▸ **Your instructions**
Repeat each entry as written and leave the images out of the copy.

[Stored data]
###

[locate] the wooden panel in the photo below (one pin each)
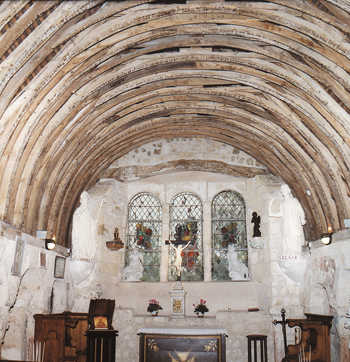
(203, 348)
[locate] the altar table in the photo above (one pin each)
(182, 344)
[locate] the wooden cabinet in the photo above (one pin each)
(190, 344)
(315, 338)
(101, 345)
(62, 336)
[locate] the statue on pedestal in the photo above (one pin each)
(256, 221)
(84, 231)
(293, 219)
(178, 261)
(134, 271)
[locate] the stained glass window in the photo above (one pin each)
(144, 233)
(186, 226)
(228, 228)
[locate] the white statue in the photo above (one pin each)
(134, 271)
(237, 269)
(178, 260)
(84, 231)
(293, 219)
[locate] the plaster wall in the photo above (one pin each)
(323, 288)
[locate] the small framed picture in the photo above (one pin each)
(100, 322)
(42, 260)
(60, 265)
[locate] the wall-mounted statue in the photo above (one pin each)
(84, 231)
(256, 221)
(134, 271)
(237, 269)
(293, 219)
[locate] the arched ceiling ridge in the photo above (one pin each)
(148, 139)
(20, 56)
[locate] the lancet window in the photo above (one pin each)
(186, 228)
(228, 222)
(144, 228)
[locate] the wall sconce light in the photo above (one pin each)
(50, 244)
(326, 239)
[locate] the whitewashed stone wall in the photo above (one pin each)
(33, 290)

###

▸ **Exercise output**
[locate] the wooden panel in the photo below (one pin each)
(203, 348)
[locate] the altar table in the photo above (one pin each)
(182, 344)
[locate] the wooden cabinet in the photo above (one pin each)
(190, 344)
(315, 338)
(101, 345)
(62, 336)
[locate] the statue on pedestal in the photo above (one pin each)
(256, 221)
(84, 231)
(293, 219)
(178, 261)
(134, 271)
[locate] the stained glass window in the photo above (one pin each)
(144, 233)
(186, 226)
(228, 228)
[locate] the white statue in the photo above (one pin each)
(134, 271)
(237, 269)
(178, 260)
(84, 231)
(293, 219)
[locate] the plaster wall in the photo above (one pin each)
(323, 288)
[locate] the small framed picture in the photo above (one pin each)
(100, 322)
(42, 260)
(60, 265)
[locate] the wall-mounted statue in the photo above (one pin each)
(84, 231)
(256, 221)
(134, 271)
(237, 269)
(293, 219)
[locate] the arched ceiling ridge in the photo above (one pin each)
(148, 139)
(20, 56)
[locate] the lancet window in the photo above (one pin each)
(186, 228)
(228, 222)
(144, 228)
[locate] the wall sconce light in the photo above (one pin each)
(50, 244)
(326, 239)
[locate] the whitewashed stone wall in the photo above (one pin each)
(33, 290)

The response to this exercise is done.